Provided text -
····················

Loving the Book Presents: The White River Killer by Stephen Wilson; Excerpt


Who is up for a murder mystery? Get ready to take a look into this great thrilling book.



John Riley Hubbard is a young farmer and part-time reporter in a small southern town. After the body of an Arab college student is found near his home, Hubbard reluctantly agrees to cover the grisly story for the local paper. When he discovers there is a surprising link from this crime to his father’s unsolved murder, he becomes obsessed with uncovering the killer’s identity. Since he was a child, Hubbard has been haunted by nightmares and suspicions that his father’s killer may be the man closest to him – his wealthy uncle.

As his investigation progresses, he must face mounting threats from an unseen adversary and managed his growing attraction to Maria, a young Latino woman who might be part of the conspiracy.

The White River Killer is an exciting mixture of mystery, romance, and suspense.


Make sure to pick up your copy of the book.

 

Biography:

Stephen Wilson is an American author. His first book was,
"Harvey Couch - An Entrepreneur Brings Electricy to Arkansas", published in 1986 by August House publishers. He also has won awards for his screenplays which have been presented by the Writer's Workshop program at the American Film Institute. His latest work, "The White River Killer" was developed as part of the Summer Words program at the Aspen Institute.






Opening of The White River Killer:
The safest drivers on the roaare those hauling a corpse to a discreet location while avoiding the notice of law enforcement.
Luis Espinoza slowed the blue pickup and used the pale glow of a streetlamp to check his newly acquired Rolex. He pulled back the ragged cuff of his faded blue winter coat; it was almost three a.m. The heavy storm was slowing their progress. Luis would have preferred to wait for clear skies, but he had no choice. The man said the body needed to disappear, and if Luis wanted this gig, well...
He pressed the accelerator and he and Pablo Sanchez continued to move through the flooded streets of the Latino barrio of Hayslip, Arkansas, a small farming community.  The battered truck, jacked yesterday afternoon, entered foamy water swirling in a narrow intersection just as a streak of lightning revealed Luis’s hands trembling on the steering wheel. Ashamed, his eyes darted sideways toward Pablo.

····················

Supplied records -
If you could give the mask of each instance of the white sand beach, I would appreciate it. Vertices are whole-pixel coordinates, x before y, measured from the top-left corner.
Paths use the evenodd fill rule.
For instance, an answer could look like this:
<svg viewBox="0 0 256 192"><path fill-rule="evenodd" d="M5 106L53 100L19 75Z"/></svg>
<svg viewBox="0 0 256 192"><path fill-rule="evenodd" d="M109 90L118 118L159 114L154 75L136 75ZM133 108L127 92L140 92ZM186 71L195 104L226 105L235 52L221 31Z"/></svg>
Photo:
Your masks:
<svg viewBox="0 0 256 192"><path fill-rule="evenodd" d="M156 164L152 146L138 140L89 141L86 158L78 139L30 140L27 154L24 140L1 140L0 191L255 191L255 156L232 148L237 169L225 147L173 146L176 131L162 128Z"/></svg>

····················

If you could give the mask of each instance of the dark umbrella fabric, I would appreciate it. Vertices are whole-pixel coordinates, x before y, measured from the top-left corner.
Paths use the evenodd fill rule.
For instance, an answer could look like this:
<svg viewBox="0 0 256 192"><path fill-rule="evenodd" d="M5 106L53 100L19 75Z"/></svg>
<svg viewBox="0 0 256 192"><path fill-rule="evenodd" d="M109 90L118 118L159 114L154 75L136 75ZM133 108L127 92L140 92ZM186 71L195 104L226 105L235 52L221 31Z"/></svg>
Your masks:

····················

What is expected - According to the text on The White River Killer, in what year was Stephen Wilson's first book published? The data shown above are separate material and have no connection to the text.

Correct answer - 1986.